» **Objective**
Write out every line of the following data without changing anything.

(Excerpts of location labeling data)
==*==
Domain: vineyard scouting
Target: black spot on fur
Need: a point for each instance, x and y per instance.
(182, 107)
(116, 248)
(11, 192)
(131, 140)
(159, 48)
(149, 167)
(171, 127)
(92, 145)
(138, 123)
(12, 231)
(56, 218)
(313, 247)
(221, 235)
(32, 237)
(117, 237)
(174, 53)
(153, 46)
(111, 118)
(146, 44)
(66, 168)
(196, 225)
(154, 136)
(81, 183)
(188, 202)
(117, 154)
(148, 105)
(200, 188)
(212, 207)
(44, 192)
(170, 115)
==*==
» **The response**
Domain: vineyard scouting
Target: black spot on fur
Need: a point for each instance, x and y per instance.
(182, 107)
(116, 248)
(11, 192)
(131, 140)
(159, 48)
(149, 167)
(171, 127)
(92, 145)
(138, 123)
(12, 231)
(56, 218)
(313, 247)
(221, 235)
(32, 237)
(117, 237)
(174, 53)
(153, 46)
(111, 118)
(146, 44)
(66, 168)
(196, 225)
(154, 136)
(81, 183)
(188, 202)
(117, 154)
(148, 105)
(200, 188)
(212, 207)
(44, 192)
(170, 115)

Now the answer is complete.